━━━━━ DOCUMENT PASSAGE

TT: I give her what you can’t, and that just drives you crazy. Just admit it. 
TT: See, it’s lines like that which make it obvious your only intent is to jerk me around. Nobody actually says shit like that and is serious about it. 

OK, if there are any characters whose interactions absolutely never amount to anything constructive, it’s Dirk and his responder. Pretty much all they do is the following: the responder picks on Dirk, he’s annoyed by that, repeat cycle forever. It’s a lot like Jake’s interactions with the auto-responder, but Dirk is I guess a little more calm about it?

Also, as the responder says, it’s obvious now that a big part of Roxy’s arc is wanting a love interest. Weirdly, that arc simultaneously has a satisfying resolution and an unsatisfying one, because she does get someone eligible (namely John), but despite heavy and blatant tease we don’t totally get the payoff of yes, they are an actual thing that happens.

TT: We really should talk about the Jake thing. 
TT: Fine. 


TT: I think you have this whole blueprint in your head about how it’s all supposed to go. 
TT: He acts as your server player and brings you into the session. 
TT: Then later he joins the game. 
TT: Maybe he finds himself a bit overwhelmed by it all. 
TT: No extra lives left or anything. Suddenly he’s backed into a corner, surrounded by monsters and out of ammo. SUBSTANTIAL vulnerabilities up in here. The kind that make a guy question what he believes about himself. 
TT: When who shows up to save him? None other than his dashing client player, +1 bitchin’ pair of shades that’ll have the best seat in the house when the fireworks go off. 
TT: Wait, whose fantasy were we talking about again? 
TT: Your gutterball was so rowdy it catapulted into the adjacent lane. 
TT: Yeah, you’re right. The scenario is too pedestrian for you.

━━━━━━━━━━
━━━━━ INFORMATION

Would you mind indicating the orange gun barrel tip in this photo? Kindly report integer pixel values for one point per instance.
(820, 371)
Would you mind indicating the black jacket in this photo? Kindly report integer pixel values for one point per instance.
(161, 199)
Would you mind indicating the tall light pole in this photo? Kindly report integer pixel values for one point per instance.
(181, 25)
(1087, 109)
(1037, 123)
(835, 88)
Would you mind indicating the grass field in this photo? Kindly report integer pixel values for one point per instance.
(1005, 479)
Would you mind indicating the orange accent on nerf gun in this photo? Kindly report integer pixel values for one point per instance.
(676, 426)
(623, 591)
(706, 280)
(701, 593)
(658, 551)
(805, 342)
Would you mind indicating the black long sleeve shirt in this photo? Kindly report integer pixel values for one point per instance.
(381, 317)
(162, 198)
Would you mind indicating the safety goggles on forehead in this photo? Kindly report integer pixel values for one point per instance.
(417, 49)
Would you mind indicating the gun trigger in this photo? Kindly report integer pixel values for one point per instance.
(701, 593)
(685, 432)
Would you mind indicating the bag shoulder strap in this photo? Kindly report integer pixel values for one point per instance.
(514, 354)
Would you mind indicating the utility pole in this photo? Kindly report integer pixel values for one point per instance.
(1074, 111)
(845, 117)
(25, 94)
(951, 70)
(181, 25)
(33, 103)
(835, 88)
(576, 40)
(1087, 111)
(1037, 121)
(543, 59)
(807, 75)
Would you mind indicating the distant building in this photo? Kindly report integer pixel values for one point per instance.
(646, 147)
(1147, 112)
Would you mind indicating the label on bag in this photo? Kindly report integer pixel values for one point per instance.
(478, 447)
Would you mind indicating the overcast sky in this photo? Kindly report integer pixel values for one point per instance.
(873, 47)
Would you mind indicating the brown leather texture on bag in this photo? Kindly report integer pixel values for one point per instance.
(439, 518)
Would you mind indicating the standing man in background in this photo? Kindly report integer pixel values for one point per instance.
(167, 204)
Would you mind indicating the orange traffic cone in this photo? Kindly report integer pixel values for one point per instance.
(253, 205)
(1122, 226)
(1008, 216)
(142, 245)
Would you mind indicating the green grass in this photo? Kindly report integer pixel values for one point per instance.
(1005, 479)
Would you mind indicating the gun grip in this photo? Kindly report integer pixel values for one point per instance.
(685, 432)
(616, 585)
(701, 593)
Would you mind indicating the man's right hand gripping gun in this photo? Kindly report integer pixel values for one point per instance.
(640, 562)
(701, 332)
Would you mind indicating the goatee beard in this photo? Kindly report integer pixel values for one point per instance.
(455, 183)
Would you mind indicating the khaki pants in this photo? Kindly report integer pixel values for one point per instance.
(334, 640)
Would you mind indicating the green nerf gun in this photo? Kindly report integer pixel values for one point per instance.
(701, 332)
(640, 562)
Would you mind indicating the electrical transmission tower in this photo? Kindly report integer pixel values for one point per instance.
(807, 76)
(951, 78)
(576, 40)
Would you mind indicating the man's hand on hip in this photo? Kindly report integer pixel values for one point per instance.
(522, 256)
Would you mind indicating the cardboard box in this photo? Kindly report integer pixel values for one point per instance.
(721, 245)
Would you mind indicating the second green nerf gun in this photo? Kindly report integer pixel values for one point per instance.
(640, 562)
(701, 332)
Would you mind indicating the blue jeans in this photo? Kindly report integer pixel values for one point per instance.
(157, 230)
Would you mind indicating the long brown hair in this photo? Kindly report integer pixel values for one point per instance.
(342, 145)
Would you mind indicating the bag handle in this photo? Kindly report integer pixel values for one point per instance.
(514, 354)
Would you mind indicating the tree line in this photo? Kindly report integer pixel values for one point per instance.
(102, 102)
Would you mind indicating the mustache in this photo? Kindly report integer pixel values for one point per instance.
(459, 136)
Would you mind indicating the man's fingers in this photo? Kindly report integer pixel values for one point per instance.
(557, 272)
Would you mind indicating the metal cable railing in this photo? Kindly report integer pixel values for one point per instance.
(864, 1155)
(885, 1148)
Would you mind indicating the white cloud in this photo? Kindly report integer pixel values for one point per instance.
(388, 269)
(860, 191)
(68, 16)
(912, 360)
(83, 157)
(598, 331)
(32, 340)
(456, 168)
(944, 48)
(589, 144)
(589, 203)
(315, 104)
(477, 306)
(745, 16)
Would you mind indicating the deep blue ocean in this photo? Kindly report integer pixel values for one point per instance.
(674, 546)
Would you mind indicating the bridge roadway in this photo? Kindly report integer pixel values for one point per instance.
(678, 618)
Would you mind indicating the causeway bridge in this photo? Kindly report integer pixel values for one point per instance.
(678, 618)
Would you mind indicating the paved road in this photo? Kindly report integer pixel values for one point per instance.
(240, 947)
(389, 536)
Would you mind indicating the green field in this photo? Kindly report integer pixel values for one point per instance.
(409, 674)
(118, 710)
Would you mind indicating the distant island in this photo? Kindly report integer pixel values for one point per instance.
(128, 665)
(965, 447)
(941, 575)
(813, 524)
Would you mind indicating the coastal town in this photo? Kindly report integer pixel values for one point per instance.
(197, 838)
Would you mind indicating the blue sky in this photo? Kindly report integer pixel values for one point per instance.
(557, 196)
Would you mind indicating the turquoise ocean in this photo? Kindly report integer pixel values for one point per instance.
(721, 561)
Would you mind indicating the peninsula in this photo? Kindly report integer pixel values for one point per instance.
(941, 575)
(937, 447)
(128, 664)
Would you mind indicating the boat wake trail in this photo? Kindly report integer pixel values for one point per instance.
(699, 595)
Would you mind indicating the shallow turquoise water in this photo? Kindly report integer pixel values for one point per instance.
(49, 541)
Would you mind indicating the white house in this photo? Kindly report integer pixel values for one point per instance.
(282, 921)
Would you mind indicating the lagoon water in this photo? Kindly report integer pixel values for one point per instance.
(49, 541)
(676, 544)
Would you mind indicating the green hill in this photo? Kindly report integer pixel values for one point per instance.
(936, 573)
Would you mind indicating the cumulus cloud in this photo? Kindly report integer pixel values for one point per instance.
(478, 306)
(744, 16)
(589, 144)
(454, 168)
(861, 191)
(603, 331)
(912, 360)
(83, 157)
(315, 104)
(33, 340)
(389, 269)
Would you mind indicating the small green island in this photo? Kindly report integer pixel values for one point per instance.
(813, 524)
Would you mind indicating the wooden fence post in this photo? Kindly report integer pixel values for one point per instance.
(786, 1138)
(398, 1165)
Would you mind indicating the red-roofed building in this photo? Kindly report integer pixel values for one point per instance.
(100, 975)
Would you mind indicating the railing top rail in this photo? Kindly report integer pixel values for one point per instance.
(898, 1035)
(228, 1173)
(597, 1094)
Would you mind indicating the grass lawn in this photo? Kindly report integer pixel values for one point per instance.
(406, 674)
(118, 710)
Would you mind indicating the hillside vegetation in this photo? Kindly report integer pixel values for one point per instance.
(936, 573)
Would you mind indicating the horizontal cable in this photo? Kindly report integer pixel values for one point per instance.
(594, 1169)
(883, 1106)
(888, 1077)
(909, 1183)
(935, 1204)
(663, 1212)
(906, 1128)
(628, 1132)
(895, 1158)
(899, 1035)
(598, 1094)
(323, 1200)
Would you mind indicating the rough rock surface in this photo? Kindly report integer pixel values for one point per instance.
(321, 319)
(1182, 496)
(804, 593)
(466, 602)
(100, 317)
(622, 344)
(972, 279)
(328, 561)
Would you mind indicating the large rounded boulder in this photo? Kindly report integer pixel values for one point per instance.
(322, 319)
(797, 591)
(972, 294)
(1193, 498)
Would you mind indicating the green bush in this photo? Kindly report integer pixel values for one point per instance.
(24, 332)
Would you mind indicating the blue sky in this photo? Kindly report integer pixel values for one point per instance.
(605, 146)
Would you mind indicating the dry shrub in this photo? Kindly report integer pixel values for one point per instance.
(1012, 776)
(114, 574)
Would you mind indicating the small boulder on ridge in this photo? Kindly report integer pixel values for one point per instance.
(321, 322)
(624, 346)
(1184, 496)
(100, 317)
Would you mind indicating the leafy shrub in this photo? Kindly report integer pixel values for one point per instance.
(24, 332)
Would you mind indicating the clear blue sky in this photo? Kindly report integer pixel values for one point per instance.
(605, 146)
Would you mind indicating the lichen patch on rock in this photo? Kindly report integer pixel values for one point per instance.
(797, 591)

━━━━━━━━━━

### TASK SET
• A. Please rewrite the part of the commentary on Dirk and his responder starting at "TT: No extra" and ending at "pedestrian for you.", substituting "robots" for "monsters".
• B. Answer these questions about the commentary on Dirk and his responder:
(i) Whose interactions with the auto-responder are Dirk's compared to?
(ii) Who does Roxy get as someone eligible?
(iii) Besides being surrounded by monsters, what is the person in the scenario out of?

### PROBLEM SOLUTIONS
• A.
TT: No extra lives left or anything. Suddenly he’s backed into a corner, surrounded by robots and out of ammo. SUBSTANTIAL vulnerabilities up in here. The kind that make a guy question what he believes about himself. 
TT: When who shows up to save him? None other than his dashing client player, +1 bitchin’ pair of shades that’ll have the best seat in the house when the fireworks go off. 
TT: Wait, whose fantasy were we talking about again? 
TT: Your gutterball was so rowdy it catapulted into the adjacent lane. 
TT: Yeah, you’re right. The scenario is too pedestrian for you.

• B.
(i) Jake's
(ii) John
(iii) Ammo